> _Extrait choisi_:
24. Lors de l’audience du 21 septembre 2015, l’avocat de l’employeur a demandé que
les documents suivants lui soient remis par le syndicat :
Tous les documents, toutes les notes, toutes les correspondances, de quelque nature que ce soit,
qu’ils ont produits eux-mêmes, et/ou qu’ils se sont échangés entre le 5 janvier 2013 et le 25 août
2015.
Je demanderais également une ordonnance − que ces documents ne soient pas strictement limités
à des courriels provenant du serveur de la Cité collégiale − mais qu’il s’agisse de textes par
téléphone, ou de Dropbox.
Dans ses observations, l’avocat de l’employeur a déclaré que ce dernier a raison de croire
que les cinq plaignants ont créé un compte Dropbox où ils pourraient déposer des
documents et des commentaires et partager de l’information au sujet de l’affaire en cause.
25. Dans sa réponse à la demande de l’employeur, l’avocat du syndicat soutient que
l’employeur a libre accès aux courriels des plaignants qui se trouvent sur le serveur du
collège. L’avocat du syndicat fait valoir que si l’employeur souhaite trouver les courriels
pertinents, il peut effectuer sa propre recherche. L’avocat de l’employeur m’a demandé
d’inclure dans ma décision le fait que le syndicat convient que l’employeur a libre accès
aux courriels des plaignants sur le serveur de l’employeur, et c’est ce que je fais.

Données sources
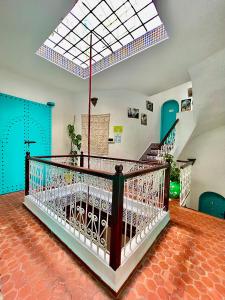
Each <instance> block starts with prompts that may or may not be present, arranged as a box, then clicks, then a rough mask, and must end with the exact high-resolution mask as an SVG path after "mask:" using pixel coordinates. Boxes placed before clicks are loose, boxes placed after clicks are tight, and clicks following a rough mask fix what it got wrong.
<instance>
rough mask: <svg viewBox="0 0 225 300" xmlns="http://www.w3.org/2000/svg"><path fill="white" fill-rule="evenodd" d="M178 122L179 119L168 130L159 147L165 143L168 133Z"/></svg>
mask: <svg viewBox="0 0 225 300" xmlns="http://www.w3.org/2000/svg"><path fill="white" fill-rule="evenodd" d="M178 122H179V119H176V121H175V122H174V123H173V125H172V126H171V128H170V129H169V130H168V132H167V134H166V135H165V136H164V138H163V139H162V141H161V142H160V146H162V145H163V144H164V142H165V141H166V139H167V138H168V136H169V135H170V133H171V132H172V131H173V129H174V128H175V127H176V125H177V123H178Z"/></svg>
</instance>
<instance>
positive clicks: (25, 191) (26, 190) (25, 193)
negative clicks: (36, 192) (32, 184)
mask: <svg viewBox="0 0 225 300" xmlns="http://www.w3.org/2000/svg"><path fill="white" fill-rule="evenodd" d="M29 182H30V152H26V157H25V196H27V195H29Z"/></svg>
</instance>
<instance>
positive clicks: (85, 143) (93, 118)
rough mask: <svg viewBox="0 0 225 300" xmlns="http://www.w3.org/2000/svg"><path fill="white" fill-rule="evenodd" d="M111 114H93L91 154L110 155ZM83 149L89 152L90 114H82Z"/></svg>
mask: <svg viewBox="0 0 225 300" xmlns="http://www.w3.org/2000/svg"><path fill="white" fill-rule="evenodd" d="M109 121H110V114H105V115H91V155H108V153H109V144H108V138H109ZM81 123H82V124H81V125H82V151H83V152H84V153H85V154H87V152H88V115H82V116H81Z"/></svg>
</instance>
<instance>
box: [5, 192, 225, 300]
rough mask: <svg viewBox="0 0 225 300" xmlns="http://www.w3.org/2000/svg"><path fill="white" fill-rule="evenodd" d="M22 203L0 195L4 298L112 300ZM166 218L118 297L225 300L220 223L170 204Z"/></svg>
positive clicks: (73, 258)
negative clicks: (160, 228) (167, 215)
mask: <svg viewBox="0 0 225 300" xmlns="http://www.w3.org/2000/svg"><path fill="white" fill-rule="evenodd" d="M22 201H23V194H22V193H15V194H10V195H5V196H1V197H0V289H1V293H2V294H3V297H4V300H9V299H13V300H14V299H23V300H28V299H30V300H31V299H32V300H35V299H38V300H45V299H51V300H53V299H55V300H68V299H76V300H79V299H82V300H83V299H94V300H97V299H113V296H112V295H111V294H110V292H109V291H108V289H107V288H106V287H105V286H103V285H102V284H101V283H100V282H99V281H97V280H95V279H94V276H93V275H92V274H91V273H90V272H89V271H88V270H87V268H86V267H85V266H84V265H83V264H82V263H81V262H79V261H78V259H76V257H75V256H74V255H73V254H72V253H71V252H70V251H69V250H68V249H67V248H66V247H65V246H64V245H63V244H62V243H61V242H59V241H58V240H57V239H56V238H55V237H54V235H53V234H51V233H50V232H49V230H48V229H47V228H45V227H44V226H43V225H42V224H41V223H40V222H39V221H38V220H37V219H36V218H35V217H34V216H33V215H32V214H31V213H29V212H28V211H27V210H26V209H25V208H24V207H23V205H22ZM171 218H172V221H171V223H170V225H169V226H168V227H167V228H166V230H164V232H163V234H162V235H161V236H160V238H159V239H158V240H157V242H156V243H155V244H154V245H153V247H152V248H151V250H150V251H149V252H148V254H147V255H146V257H145V259H144V260H143V262H142V264H141V266H140V267H139V268H138V269H137V270H136V272H135V273H134V274H133V276H132V278H131V279H130V280H129V283H128V284H127V285H126V286H125V288H124V289H123V290H122V292H121V294H120V295H119V297H118V298H119V299H205V300H206V299H218V300H221V299H225V221H223V220H219V219H216V218H213V217H209V216H206V215H203V214H200V213H197V212H194V211H191V210H187V209H184V208H179V207H178V206H177V205H176V204H175V203H172V204H171ZM0 299H1V296H0Z"/></svg>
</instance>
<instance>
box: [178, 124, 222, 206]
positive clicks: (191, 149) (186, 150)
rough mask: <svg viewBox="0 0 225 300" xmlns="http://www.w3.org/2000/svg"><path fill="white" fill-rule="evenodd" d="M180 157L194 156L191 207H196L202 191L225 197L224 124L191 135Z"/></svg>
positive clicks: (192, 178)
mask: <svg viewBox="0 0 225 300" xmlns="http://www.w3.org/2000/svg"><path fill="white" fill-rule="evenodd" d="M182 157H185V158H187V157H190V158H196V162H195V164H194V166H193V169H192V188H191V202H190V207H191V208H193V209H198V200H199V196H200V195H201V194H202V193H204V192H208V191H210V192H215V193H218V194H221V195H223V196H224V197H225V188H224V185H225V126H221V127H218V128H215V129H213V130H210V131H207V132H205V133H202V134H200V135H197V136H195V137H193V138H192V139H191V140H190V141H189V142H188V144H187V146H186V147H185V149H184V151H183V153H182Z"/></svg>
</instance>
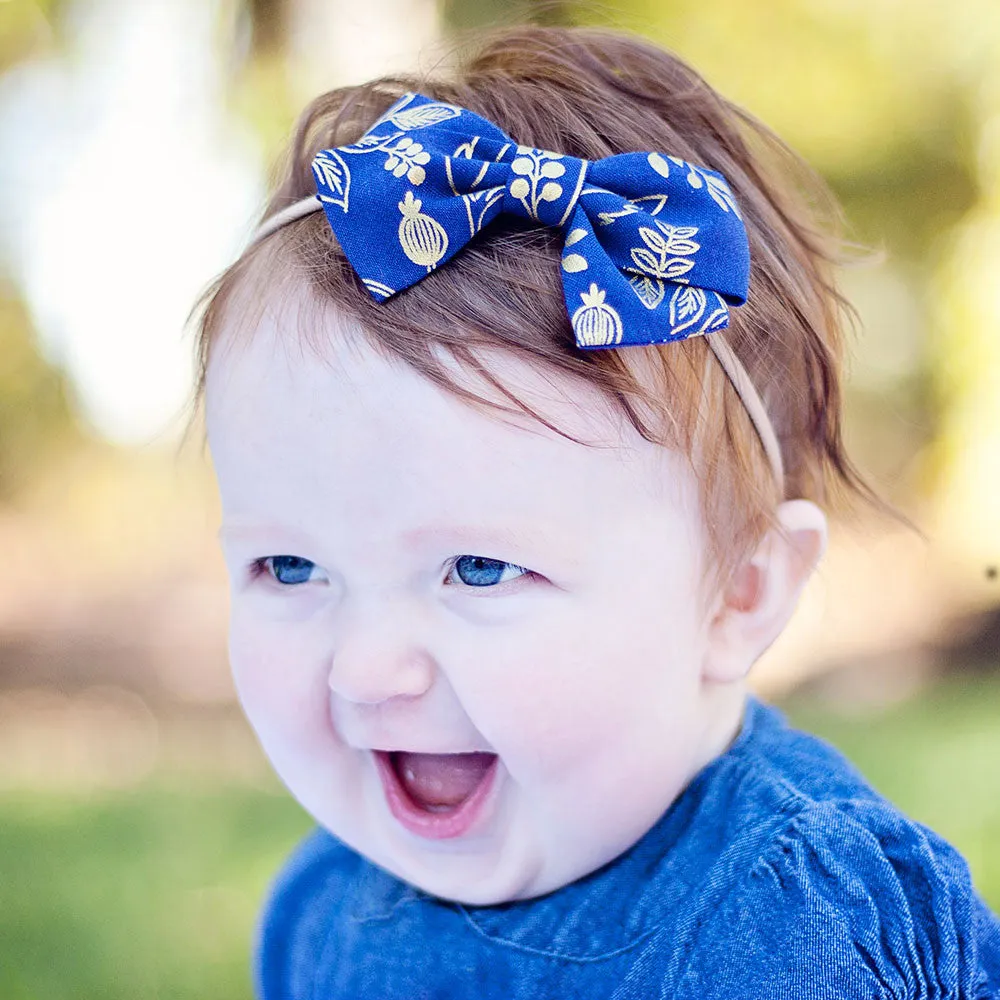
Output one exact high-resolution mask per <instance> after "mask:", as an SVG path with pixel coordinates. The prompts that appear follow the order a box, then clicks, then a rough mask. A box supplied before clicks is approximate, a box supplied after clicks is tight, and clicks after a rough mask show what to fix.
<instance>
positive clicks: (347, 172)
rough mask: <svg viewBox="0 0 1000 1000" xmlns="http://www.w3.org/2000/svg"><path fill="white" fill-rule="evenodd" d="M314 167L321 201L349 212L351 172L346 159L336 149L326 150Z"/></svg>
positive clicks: (313, 163) (323, 152)
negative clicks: (348, 206) (349, 195)
mask: <svg viewBox="0 0 1000 1000" xmlns="http://www.w3.org/2000/svg"><path fill="white" fill-rule="evenodd" d="M312 166H313V176H314V177H315V178H316V185H317V187H318V188H319V191H318V194H319V199H320V201H323V202H326V203H327V204H329V205H339V206H340V207H341V208H342V209H343V210H344V212H347V210H348V197H349V195H350V191H351V171H350V170H348V168H347V164H346V163H345V162H344V158H343V157H342V156H341V155H340V154H339V153H338V152H337V151H336V150H334V149H324V150H323V151H322V152H320V153H319V154H318V155H317V156H316V158H315V159H314V160H313V165H312ZM324 189H325V190H324Z"/></svg>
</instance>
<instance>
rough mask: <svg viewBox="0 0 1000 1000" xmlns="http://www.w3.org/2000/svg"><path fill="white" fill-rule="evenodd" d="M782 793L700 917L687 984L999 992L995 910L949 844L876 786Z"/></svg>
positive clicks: (855, 992) (689, 941)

> _Énoncé 1_: D'après l'extrait choisi, quel service en ligne les cinq plaignants auraient-ils utilisé pour ouvrir un compte où déposer des documents ?
> _Énoncé 2_: Rédigez la suite de l'extrait choisi, consacré à la demande de documents de l'employeur, après sa dernière phrase.
Vous n'avez pas besoin des données pour ce travail.

> _Réponse 1_: Dropbox.

> _Réponse 2_:
26. L’avocat du syndicat soutient que l’employeur se livre à une « recherche à
l’aveuglette » en ce qui concerne les autres documents qu’il tente d’obtenir, qu’il s’agit
d’un exercice qui prendra beaucoup de temps et d’une demande abusive qui exigerait que
les plaignants examinent toute la correspondance échangée entre eux sur une période de
30 mois.
27. L’avocat du syndicat indique dans ses observations qu’il est prêt à divulguer « les
documents pertinents, le cas échéant, dans un compte Dropbox partagé entre les
plaignants ». L’employeur est d’avis que la réponse est inadéquate et ne veut pas que le
syndicat filtre ce qui est divulgué. L’employeur souhaite avoir accès à tous les documents
qui ont été déposés dans le compte Dropbox.
28. L’avocat du syndicat se plaint que la demande faite par l’employeur de divulguer
tous les documents s’échelonnant sur une période de 30 mois est trop large. L’avocat de
l’employeur se plaint que l’offre du syndicat de ne fournir que les documents pertinents
déposés dans le compte Dropbox est trop étroite.
29. La jurisprudence établit que chaque partie est en droit de recevoir de l’autre partie
tous les documents qui sont sans doute pertinents ou « pouvant être pertinents » aux
questions en litige. Dans ce cas, il n’est pas difficile de déterminer les questions en litige.
Elle sont détaillées dans le rapport de l’enquêtrice, daté du 29 mai 2015, les lettres de
réprimande remises à chacun des plaignants et le grief déposé par Mme Chevalier,
alléguant que l’employeur a exercé des représailles. Lorsque j’ordonne au syndicat de
fournir à l’employeur tous les documents qui sont sans doute pertinents aux questions en
litige, j’ordonne quelque chose de moins que « [t]ous les documents, toutes les notes,
toutes les correspondances, de quelque nature que ce soit, qu’ils ont produits eux-mêmes,
et/ou qu’ils se sont échangés entre le 5 janvier 2013 et le 25 août 2015 ». Mais j’ordonne
-6-
certainement plus que « les documents pertinents, le cas échéant, dans un compte
Dropbox partagé entre les plaignants ».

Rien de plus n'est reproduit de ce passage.